**EXTRACTED INFORMATION:**
== Segment start ==

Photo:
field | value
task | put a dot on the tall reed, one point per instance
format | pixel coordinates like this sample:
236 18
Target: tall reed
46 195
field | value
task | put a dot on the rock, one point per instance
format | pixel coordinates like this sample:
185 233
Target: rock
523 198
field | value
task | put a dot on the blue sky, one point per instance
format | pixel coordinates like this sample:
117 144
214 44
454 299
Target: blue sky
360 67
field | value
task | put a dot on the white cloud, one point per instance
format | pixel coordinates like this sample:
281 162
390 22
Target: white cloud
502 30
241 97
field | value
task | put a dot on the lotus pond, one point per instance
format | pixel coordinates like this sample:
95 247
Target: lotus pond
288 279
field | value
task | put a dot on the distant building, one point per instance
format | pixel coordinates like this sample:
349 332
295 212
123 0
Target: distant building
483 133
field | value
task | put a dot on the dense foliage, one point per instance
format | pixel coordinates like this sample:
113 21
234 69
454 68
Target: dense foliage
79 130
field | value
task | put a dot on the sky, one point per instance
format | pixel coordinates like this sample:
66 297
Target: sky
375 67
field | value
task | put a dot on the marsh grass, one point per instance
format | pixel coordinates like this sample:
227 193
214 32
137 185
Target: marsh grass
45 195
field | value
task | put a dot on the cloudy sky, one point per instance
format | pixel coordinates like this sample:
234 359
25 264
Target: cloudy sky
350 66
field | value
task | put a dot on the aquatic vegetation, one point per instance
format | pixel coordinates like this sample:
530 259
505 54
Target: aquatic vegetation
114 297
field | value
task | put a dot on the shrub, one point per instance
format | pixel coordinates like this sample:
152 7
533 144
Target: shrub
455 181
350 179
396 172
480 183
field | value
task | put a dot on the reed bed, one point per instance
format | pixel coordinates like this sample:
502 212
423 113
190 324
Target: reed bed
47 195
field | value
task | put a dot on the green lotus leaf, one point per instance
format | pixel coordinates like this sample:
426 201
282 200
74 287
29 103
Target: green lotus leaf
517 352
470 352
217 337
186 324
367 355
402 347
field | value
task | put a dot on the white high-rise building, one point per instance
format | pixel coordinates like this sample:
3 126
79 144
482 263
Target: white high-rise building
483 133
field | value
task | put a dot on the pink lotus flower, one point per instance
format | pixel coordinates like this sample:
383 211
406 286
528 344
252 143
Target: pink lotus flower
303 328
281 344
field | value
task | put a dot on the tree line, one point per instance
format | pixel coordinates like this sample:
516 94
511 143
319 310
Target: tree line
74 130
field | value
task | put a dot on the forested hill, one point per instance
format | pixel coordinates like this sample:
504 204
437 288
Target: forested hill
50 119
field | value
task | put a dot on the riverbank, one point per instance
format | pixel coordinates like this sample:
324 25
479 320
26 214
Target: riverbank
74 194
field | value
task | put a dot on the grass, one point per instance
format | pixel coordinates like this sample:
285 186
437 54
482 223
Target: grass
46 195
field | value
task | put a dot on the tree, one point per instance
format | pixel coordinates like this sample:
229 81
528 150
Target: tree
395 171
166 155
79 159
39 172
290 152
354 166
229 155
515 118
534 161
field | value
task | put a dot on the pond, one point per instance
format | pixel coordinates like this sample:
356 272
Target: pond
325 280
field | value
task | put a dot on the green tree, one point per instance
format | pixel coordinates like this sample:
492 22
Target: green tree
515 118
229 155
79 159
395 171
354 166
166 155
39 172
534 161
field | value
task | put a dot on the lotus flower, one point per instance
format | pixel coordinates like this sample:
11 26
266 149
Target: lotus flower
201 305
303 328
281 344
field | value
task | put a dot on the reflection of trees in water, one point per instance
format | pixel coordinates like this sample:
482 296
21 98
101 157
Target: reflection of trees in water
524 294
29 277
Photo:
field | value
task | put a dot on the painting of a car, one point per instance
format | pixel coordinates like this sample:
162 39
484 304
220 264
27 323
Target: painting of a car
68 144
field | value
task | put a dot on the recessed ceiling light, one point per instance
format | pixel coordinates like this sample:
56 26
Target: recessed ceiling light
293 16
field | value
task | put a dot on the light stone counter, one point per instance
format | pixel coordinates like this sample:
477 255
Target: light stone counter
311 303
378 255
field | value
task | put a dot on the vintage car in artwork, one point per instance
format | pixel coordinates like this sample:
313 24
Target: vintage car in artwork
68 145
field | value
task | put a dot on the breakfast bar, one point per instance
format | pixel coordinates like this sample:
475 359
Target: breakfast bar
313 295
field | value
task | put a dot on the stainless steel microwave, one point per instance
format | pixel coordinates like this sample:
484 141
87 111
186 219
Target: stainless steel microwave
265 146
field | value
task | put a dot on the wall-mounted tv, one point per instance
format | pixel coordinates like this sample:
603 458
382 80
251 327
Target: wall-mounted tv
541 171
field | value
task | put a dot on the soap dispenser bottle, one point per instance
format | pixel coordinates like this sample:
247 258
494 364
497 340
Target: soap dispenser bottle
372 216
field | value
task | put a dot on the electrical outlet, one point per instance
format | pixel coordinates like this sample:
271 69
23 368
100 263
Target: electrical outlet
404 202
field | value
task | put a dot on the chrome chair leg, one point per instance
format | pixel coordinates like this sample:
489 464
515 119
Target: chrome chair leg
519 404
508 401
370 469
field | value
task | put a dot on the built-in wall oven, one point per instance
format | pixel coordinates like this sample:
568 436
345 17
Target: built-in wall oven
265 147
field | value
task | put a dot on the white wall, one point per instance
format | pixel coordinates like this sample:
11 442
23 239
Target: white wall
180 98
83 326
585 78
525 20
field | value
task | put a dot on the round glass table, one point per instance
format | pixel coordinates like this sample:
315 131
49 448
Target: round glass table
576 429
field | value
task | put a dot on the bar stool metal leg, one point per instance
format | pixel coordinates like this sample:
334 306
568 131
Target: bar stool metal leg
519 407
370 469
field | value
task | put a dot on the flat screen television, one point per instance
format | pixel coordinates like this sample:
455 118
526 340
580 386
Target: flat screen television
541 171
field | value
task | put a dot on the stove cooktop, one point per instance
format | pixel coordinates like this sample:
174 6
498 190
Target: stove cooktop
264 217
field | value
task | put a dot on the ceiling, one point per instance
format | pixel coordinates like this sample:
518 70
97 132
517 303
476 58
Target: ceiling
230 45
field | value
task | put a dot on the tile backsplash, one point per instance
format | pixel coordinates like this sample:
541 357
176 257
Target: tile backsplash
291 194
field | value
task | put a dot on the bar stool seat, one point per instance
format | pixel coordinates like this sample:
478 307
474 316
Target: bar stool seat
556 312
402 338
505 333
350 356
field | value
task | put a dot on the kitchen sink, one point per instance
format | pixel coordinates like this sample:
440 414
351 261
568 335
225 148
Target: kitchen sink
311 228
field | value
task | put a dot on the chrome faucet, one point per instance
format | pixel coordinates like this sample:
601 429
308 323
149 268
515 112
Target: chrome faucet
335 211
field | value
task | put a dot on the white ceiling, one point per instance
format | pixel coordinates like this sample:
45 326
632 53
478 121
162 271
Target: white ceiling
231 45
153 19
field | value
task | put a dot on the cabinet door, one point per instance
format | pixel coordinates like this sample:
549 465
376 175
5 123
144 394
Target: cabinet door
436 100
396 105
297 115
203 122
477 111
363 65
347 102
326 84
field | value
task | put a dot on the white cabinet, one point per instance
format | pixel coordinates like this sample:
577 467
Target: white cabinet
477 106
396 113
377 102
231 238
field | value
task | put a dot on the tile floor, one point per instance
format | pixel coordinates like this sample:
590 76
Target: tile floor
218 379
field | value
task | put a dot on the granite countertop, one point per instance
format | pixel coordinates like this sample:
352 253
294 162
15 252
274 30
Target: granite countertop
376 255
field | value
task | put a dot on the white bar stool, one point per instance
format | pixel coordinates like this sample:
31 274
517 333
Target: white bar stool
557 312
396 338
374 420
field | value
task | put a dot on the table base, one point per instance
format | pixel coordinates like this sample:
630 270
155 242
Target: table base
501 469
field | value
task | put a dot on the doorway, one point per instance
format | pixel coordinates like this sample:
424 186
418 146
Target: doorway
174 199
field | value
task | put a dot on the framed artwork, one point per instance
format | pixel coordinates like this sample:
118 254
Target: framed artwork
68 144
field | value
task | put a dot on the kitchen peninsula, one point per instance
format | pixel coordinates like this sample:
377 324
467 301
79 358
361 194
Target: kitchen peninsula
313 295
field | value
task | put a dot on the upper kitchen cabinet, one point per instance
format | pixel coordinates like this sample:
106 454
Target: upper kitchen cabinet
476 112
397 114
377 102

== Segment end ==
== Segment start ==

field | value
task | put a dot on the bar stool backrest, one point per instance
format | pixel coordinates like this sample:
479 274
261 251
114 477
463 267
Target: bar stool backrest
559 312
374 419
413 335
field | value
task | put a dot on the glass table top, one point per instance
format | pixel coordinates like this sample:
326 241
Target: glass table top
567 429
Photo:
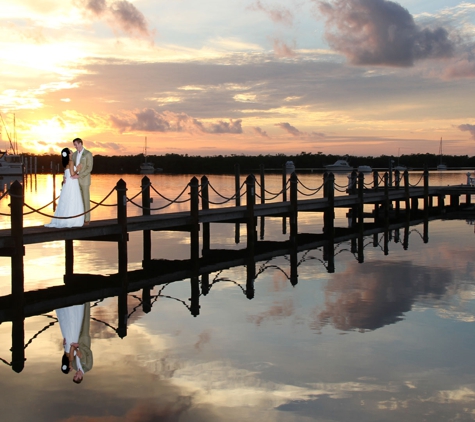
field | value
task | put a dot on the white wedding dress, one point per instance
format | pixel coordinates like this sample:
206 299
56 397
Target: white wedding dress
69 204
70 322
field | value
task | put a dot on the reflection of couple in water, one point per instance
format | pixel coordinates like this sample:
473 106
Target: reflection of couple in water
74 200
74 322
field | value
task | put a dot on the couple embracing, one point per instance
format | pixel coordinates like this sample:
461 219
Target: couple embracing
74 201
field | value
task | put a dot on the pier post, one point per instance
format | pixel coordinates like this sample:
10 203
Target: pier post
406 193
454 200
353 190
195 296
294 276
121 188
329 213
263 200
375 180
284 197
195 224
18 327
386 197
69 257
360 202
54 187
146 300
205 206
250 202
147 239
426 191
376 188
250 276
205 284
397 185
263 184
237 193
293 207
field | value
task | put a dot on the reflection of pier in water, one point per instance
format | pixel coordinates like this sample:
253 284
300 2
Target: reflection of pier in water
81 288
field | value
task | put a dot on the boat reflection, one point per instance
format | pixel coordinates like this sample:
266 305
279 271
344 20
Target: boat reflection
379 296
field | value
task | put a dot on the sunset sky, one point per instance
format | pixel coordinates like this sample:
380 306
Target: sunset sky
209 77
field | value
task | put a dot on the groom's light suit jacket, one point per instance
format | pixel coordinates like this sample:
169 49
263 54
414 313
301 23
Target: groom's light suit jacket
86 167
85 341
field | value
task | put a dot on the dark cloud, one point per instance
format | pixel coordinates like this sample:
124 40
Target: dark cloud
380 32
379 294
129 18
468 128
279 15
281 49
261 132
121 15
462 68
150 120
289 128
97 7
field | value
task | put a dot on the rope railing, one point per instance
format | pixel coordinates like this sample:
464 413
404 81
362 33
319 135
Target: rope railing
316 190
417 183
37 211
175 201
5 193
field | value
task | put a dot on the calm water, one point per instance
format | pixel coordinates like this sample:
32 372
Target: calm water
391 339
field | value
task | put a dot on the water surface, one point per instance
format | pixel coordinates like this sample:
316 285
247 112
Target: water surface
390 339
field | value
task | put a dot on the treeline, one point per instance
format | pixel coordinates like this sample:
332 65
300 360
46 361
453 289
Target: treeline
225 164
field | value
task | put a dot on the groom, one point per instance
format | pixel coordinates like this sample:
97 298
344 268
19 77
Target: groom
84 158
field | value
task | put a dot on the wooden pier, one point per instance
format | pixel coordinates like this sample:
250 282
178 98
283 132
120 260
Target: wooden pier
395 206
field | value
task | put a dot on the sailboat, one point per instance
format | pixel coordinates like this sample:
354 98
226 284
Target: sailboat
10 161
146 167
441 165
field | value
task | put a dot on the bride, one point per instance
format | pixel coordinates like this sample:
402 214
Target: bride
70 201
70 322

== Segment end ==
== Segment start ==

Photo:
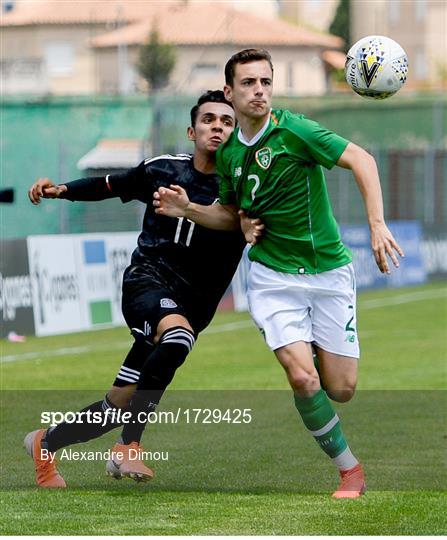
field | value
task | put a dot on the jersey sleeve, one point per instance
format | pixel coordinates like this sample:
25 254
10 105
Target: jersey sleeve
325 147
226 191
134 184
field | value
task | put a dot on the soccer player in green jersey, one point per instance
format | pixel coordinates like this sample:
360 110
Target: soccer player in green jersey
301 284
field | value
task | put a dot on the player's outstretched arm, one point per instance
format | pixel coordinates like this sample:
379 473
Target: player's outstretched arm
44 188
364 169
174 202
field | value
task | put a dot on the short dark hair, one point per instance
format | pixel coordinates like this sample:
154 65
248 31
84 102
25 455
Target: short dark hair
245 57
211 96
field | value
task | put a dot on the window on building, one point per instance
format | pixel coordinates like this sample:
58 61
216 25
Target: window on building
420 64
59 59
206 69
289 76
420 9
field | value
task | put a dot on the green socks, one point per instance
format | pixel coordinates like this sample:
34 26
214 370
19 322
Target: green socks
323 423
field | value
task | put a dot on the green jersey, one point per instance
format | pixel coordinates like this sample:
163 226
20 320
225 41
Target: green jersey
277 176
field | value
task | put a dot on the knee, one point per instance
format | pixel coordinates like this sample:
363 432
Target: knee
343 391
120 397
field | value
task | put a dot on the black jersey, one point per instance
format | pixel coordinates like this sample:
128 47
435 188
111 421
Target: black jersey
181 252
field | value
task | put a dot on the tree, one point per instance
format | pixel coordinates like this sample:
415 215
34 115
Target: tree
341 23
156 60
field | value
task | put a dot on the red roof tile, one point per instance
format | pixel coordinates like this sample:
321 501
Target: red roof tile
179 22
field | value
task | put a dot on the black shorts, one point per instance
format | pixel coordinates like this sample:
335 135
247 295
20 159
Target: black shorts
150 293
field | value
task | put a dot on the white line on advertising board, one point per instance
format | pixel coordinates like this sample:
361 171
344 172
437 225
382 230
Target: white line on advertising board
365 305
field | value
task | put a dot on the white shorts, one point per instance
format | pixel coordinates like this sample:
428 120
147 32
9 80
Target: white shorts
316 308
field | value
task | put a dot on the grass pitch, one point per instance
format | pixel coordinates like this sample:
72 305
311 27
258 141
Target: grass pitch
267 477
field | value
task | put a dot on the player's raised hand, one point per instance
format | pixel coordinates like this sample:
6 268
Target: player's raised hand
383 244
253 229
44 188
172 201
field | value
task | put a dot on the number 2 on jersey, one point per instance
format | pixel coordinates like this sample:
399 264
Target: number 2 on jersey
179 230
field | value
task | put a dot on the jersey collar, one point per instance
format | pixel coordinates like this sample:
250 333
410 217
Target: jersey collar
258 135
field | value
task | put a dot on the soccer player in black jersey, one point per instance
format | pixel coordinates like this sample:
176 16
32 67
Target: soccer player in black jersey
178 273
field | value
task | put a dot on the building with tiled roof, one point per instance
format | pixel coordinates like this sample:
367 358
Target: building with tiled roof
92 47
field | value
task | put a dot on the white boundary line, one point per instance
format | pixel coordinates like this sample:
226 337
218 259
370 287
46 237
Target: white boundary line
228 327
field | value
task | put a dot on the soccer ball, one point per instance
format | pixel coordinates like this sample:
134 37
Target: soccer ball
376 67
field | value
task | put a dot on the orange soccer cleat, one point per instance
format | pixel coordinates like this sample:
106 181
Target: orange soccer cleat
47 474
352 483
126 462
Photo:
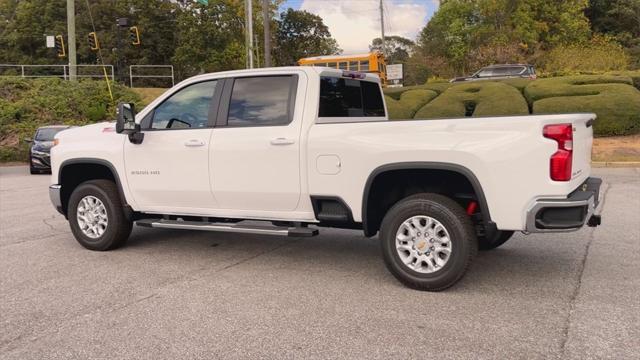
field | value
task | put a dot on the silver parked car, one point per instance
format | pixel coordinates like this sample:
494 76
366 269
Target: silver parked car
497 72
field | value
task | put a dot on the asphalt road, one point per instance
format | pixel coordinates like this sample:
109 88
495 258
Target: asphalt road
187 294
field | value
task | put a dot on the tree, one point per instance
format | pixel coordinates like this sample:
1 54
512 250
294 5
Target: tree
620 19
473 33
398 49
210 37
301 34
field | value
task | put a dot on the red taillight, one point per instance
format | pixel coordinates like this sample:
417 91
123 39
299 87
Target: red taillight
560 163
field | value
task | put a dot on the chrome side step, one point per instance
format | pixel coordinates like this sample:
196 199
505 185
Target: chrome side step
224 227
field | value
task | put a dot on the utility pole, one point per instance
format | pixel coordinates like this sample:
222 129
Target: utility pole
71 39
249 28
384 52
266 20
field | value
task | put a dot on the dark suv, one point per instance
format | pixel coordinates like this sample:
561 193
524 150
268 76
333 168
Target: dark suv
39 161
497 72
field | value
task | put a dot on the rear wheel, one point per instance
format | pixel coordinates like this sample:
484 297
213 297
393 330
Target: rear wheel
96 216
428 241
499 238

== Segment end ==

**THE TASK:** What you give back should be exactly the lines of the data above from the line with "task | put a dot on the green tree, one" through the line with "task | put a dot on the lotus flower, one", both of those included, and nothing more.

**SOLUTION FOR THIS TASK:**
task | put a dot on the green tree, one point per instance
format | pixel coordinates like this sample:
492 22
Target: green tree
515 118
229 155
79 159
395 171
354 166
166 155
39 172
534 161
field | value
task | put a dot on the lotus flower, one point per instance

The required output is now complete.